◆ WHAT YOU WILL DO
Identify each line in the data below that includes the string "person", and copy those lines. Treat uppercase and lowercase letters as different.

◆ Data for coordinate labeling
·····

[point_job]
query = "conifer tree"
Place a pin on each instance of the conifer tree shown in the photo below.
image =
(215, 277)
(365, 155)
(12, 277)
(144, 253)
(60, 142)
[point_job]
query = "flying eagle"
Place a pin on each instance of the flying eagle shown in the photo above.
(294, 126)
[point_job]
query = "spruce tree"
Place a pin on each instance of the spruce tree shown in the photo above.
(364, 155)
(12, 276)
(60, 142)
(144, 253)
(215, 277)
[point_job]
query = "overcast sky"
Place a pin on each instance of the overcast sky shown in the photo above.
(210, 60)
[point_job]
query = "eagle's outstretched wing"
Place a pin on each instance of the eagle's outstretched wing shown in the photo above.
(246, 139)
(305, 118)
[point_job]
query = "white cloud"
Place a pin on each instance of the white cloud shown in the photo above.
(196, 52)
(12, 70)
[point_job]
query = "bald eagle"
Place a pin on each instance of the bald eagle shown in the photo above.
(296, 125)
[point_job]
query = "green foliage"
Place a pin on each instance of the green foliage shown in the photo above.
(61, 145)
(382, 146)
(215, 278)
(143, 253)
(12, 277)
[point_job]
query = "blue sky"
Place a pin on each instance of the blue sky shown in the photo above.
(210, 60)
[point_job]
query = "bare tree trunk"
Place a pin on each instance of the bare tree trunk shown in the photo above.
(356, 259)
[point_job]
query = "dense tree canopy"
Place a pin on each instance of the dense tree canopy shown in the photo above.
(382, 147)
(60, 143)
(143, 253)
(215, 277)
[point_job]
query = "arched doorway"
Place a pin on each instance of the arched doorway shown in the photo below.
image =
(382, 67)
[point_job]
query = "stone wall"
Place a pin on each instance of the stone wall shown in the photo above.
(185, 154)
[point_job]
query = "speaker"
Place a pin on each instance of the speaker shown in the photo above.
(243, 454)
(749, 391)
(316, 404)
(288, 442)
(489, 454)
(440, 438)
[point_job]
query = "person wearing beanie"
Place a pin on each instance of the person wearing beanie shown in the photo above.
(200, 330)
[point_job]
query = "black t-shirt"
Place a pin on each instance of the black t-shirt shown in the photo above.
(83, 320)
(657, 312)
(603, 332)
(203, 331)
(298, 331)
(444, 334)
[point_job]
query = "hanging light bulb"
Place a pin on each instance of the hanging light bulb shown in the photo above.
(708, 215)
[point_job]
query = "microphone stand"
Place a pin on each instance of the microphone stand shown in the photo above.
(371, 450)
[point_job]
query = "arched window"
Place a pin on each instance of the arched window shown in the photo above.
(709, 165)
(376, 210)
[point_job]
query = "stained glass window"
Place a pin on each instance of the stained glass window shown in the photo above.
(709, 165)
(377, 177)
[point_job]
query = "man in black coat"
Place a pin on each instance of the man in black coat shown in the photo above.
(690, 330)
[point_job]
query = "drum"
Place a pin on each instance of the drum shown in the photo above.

·····

◆ SOLUTION
query = "person wearing beanie"
Place a pin on each instance of the person wearing beanie shown in the photo above.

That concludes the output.